▸ **INSTRUCTION**
Select and copy each row below that contains the word "blurred".

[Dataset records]

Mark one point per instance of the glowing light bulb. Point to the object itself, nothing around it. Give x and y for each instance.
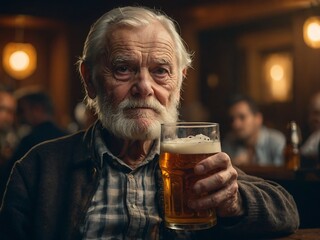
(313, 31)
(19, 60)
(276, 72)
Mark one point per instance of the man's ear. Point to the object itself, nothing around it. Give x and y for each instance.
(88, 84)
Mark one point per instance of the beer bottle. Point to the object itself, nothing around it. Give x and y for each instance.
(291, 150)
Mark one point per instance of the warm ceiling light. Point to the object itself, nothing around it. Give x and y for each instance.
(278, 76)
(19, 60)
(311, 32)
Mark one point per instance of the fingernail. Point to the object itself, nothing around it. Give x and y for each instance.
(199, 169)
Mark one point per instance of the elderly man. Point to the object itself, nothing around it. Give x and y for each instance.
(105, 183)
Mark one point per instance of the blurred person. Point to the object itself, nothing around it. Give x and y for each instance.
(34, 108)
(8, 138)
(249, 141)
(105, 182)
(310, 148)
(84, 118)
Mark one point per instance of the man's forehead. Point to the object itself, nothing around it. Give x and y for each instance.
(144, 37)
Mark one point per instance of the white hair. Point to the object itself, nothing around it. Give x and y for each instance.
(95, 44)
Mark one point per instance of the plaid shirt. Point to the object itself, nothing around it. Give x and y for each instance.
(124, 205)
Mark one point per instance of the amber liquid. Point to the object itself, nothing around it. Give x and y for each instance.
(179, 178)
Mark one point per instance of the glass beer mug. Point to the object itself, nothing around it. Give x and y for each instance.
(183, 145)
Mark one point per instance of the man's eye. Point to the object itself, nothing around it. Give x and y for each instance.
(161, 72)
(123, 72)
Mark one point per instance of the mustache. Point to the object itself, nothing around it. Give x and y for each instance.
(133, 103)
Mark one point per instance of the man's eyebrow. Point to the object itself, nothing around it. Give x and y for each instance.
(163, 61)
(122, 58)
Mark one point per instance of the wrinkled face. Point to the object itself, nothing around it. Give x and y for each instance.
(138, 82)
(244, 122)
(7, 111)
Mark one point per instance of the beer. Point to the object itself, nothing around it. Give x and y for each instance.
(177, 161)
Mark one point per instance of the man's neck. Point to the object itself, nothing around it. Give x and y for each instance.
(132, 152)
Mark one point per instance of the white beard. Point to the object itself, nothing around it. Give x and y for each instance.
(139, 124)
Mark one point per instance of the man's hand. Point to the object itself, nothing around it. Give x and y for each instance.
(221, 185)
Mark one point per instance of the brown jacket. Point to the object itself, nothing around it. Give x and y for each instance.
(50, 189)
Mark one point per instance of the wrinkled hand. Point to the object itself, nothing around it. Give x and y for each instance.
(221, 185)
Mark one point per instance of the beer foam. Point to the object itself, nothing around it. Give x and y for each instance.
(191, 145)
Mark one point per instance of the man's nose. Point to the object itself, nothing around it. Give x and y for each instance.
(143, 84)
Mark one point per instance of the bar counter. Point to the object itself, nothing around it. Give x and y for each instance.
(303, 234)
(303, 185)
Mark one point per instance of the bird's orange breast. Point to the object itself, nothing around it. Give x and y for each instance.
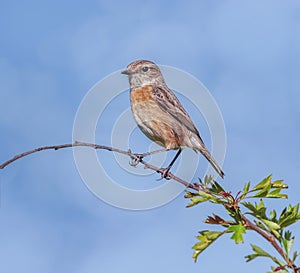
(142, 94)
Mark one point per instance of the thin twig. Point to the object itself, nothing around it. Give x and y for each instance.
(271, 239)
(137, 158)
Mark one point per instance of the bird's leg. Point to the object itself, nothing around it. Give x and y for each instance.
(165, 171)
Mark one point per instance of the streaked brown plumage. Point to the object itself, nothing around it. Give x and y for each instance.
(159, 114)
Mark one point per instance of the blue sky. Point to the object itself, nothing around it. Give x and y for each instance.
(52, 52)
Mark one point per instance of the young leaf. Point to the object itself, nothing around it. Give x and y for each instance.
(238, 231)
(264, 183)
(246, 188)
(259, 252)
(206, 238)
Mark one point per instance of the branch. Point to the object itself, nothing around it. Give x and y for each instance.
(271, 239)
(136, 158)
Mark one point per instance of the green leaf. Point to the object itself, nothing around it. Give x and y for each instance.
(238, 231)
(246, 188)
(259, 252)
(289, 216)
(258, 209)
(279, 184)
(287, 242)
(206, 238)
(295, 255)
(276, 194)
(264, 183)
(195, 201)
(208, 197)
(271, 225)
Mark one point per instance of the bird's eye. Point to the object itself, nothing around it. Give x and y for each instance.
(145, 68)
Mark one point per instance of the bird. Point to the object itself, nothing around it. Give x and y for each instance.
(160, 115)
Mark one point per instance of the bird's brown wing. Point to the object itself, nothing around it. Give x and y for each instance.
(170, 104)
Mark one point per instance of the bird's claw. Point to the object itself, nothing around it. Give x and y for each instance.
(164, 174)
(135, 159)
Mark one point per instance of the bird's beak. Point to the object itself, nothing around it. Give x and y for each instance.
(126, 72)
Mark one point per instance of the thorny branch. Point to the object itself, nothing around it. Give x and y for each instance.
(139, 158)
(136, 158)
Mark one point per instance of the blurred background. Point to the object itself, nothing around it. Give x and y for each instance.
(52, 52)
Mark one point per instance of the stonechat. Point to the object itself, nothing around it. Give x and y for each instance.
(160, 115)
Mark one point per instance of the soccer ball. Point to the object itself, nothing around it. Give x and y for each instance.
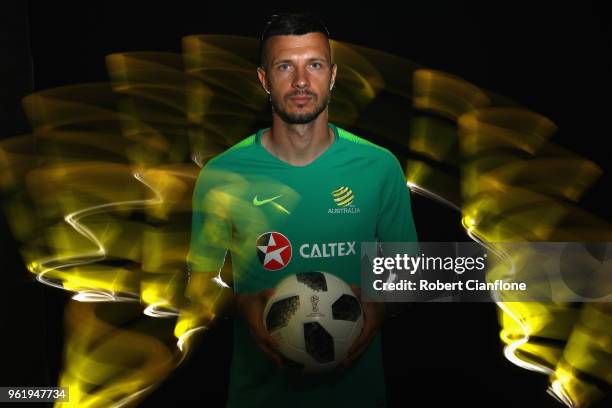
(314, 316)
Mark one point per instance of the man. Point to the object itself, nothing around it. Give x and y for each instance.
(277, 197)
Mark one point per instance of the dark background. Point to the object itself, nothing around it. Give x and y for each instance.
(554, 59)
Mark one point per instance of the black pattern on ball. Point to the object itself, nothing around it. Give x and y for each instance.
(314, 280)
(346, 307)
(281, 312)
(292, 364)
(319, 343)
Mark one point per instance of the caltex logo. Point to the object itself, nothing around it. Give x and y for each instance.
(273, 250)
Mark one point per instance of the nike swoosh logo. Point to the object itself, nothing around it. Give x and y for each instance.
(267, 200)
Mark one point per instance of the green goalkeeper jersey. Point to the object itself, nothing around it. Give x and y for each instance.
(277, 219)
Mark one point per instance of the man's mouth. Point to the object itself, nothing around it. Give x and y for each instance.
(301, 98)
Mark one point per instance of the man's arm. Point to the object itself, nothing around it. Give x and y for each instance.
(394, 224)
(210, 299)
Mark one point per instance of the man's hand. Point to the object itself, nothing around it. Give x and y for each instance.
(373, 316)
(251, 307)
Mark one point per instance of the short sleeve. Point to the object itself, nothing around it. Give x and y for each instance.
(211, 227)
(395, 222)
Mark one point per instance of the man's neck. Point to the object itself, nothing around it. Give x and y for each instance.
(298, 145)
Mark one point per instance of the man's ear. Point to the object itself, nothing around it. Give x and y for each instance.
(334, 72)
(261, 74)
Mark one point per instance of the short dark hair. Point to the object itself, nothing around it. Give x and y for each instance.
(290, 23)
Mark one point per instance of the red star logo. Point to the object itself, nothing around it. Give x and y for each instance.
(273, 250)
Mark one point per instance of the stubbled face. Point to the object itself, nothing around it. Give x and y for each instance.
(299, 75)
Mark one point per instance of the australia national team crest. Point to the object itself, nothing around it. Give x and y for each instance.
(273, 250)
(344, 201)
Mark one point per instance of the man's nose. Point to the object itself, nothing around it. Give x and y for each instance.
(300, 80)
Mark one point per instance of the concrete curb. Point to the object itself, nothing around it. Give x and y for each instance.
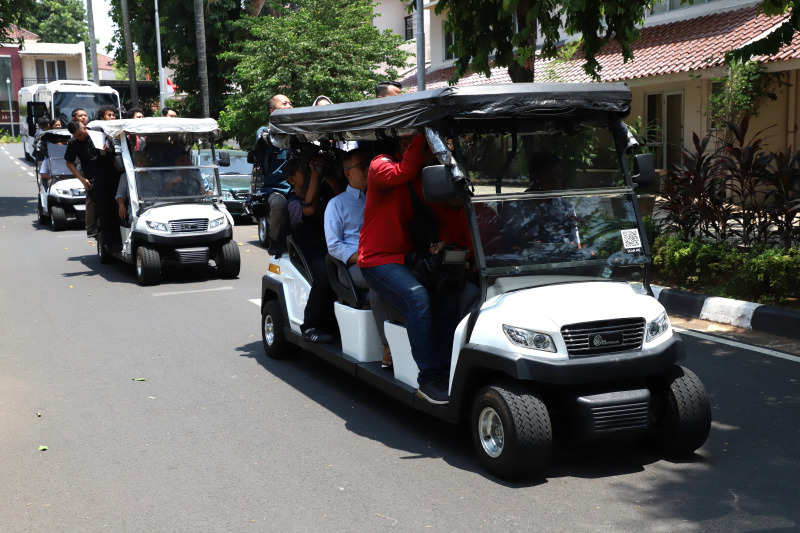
---
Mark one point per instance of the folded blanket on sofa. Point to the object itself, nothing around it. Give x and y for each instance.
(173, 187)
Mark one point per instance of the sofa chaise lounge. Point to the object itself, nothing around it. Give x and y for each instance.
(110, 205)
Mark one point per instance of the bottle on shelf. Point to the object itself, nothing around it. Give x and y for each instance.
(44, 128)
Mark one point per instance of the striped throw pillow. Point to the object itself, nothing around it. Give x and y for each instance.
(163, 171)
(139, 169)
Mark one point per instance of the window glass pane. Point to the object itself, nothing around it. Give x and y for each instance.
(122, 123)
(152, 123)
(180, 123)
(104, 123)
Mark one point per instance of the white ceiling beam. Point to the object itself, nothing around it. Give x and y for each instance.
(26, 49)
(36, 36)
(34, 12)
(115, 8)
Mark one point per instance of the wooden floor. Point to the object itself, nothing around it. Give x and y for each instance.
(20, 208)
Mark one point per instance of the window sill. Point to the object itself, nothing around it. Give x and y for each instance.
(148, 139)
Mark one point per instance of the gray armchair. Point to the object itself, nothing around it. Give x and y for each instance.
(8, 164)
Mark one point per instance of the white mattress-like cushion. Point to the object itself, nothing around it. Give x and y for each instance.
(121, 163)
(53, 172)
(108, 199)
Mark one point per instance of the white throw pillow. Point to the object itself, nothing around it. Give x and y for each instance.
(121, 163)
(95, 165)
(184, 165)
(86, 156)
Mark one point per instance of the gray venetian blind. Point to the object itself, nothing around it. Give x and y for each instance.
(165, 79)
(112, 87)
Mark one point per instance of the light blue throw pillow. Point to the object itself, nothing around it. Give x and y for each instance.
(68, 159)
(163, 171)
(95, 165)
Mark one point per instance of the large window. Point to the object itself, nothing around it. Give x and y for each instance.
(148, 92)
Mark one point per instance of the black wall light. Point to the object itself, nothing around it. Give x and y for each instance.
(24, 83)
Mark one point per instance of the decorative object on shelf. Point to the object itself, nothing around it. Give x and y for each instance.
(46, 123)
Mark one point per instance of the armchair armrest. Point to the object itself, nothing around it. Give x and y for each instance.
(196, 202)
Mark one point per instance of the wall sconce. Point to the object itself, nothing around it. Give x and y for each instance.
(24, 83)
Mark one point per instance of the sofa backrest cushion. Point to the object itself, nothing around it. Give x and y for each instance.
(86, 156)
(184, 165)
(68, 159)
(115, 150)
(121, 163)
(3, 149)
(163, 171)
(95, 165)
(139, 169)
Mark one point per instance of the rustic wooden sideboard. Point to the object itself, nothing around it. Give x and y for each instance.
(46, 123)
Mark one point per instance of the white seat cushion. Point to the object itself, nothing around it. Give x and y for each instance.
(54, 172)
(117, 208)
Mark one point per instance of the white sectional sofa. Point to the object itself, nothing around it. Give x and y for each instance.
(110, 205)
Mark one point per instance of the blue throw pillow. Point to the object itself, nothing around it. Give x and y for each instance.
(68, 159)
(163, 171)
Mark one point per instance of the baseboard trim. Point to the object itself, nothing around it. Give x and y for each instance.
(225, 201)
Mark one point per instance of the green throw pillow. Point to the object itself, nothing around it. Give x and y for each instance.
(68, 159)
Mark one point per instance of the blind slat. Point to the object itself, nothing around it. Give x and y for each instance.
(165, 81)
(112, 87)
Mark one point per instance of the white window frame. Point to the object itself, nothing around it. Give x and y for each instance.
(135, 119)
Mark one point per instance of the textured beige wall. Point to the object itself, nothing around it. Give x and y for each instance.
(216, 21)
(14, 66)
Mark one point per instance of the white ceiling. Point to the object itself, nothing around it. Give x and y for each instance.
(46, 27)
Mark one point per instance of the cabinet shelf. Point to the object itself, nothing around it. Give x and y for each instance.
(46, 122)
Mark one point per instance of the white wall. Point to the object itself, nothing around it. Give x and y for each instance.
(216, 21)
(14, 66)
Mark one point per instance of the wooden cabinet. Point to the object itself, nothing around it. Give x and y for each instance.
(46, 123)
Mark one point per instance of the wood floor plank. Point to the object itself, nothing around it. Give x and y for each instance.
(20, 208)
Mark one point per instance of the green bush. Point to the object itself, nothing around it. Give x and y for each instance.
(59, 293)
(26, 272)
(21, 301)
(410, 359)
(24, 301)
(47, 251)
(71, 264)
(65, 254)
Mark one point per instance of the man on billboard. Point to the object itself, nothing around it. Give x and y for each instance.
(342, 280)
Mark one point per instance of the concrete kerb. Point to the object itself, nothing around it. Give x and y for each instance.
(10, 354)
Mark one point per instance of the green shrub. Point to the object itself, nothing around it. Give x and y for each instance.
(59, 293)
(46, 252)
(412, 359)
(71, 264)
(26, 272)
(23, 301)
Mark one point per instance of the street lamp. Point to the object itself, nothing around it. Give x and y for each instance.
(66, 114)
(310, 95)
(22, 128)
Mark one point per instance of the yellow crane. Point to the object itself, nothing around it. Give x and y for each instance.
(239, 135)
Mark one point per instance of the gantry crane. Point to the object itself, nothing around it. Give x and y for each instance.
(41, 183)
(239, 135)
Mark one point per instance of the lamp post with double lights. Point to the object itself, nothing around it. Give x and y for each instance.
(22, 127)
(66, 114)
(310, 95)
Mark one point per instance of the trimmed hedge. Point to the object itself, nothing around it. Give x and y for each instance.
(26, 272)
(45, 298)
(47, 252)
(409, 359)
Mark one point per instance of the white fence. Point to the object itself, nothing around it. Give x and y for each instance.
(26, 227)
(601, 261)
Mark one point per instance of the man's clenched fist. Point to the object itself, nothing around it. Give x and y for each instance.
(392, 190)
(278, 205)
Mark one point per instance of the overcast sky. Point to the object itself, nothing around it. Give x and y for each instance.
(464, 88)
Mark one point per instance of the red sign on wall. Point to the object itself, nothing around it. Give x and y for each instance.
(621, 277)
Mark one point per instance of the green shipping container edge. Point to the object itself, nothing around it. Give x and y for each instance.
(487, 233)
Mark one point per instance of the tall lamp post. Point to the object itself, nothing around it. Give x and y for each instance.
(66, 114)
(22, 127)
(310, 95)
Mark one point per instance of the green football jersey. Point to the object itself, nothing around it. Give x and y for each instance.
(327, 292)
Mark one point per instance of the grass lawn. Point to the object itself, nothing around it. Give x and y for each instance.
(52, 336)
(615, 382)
--
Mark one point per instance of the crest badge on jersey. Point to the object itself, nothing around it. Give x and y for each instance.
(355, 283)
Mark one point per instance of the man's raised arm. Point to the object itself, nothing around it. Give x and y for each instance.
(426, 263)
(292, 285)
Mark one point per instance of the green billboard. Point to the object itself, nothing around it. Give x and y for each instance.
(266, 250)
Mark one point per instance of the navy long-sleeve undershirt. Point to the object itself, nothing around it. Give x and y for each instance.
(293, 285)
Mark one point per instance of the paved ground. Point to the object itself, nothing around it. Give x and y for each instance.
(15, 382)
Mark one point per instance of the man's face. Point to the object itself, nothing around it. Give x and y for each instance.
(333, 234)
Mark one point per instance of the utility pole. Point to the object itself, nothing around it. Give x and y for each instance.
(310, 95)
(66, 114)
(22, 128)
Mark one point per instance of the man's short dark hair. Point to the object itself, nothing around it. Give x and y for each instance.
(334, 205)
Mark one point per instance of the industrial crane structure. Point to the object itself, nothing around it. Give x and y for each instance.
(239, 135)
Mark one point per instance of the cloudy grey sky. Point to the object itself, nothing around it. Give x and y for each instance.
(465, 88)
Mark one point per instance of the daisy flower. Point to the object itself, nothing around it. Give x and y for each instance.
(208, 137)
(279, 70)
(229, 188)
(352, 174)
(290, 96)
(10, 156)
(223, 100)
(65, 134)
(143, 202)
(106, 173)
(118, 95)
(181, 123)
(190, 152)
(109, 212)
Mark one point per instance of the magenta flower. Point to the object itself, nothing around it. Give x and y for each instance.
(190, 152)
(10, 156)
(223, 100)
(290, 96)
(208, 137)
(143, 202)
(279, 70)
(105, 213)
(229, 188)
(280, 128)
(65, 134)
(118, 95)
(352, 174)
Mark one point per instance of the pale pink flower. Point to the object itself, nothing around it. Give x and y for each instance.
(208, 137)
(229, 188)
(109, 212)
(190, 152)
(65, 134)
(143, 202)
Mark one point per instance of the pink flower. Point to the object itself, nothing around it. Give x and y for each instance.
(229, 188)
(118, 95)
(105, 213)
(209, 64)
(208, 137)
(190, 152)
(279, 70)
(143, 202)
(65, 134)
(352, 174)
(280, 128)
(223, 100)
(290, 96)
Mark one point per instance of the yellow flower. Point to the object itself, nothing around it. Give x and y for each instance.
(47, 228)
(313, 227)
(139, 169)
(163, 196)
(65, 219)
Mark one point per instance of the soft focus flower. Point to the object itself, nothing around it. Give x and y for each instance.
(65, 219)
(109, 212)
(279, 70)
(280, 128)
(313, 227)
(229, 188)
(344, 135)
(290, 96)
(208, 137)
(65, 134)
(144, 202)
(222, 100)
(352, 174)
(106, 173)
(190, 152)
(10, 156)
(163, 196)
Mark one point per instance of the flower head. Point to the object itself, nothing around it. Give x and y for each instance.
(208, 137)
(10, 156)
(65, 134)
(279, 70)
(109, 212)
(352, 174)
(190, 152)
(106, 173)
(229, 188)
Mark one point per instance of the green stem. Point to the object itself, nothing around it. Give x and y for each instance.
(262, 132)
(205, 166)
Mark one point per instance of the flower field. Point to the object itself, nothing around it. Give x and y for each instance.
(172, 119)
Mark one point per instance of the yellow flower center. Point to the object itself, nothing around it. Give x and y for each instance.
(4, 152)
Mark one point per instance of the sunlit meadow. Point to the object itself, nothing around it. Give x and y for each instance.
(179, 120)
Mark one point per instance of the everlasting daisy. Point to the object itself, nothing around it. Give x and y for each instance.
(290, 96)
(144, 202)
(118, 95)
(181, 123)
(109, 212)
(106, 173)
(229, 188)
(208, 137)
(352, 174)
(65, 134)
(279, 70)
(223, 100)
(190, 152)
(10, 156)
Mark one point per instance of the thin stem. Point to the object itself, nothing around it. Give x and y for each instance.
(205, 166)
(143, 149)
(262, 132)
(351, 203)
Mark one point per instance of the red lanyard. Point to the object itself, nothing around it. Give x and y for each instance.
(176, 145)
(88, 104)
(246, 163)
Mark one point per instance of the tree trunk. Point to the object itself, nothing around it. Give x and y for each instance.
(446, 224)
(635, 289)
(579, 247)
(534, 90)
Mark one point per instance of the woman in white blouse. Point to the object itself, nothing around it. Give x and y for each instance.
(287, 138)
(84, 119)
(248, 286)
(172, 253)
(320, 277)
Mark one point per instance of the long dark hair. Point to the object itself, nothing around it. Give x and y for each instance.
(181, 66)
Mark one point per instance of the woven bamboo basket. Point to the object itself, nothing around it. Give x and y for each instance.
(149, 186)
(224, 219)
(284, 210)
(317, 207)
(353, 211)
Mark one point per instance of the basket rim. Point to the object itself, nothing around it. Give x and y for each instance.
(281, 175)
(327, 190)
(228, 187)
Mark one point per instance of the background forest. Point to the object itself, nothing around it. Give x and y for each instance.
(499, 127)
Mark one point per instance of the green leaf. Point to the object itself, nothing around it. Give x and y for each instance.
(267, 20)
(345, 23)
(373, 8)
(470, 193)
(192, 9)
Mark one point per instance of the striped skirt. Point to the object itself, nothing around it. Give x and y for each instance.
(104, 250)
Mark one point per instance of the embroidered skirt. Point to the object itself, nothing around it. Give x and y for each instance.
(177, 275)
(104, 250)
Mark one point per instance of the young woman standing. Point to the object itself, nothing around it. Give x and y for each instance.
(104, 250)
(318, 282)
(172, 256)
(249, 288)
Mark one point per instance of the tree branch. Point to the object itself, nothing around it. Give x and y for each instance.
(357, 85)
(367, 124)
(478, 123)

▸ **SOLUTION TO THE EXERCISE**
Mark one point per instance of the blurred person. Point to the object itself, nothing around it. Give x and y for each instance.
Mark one point per instance of the blurred background. Point to the object itself, nothing around it. Give x and y for each instance.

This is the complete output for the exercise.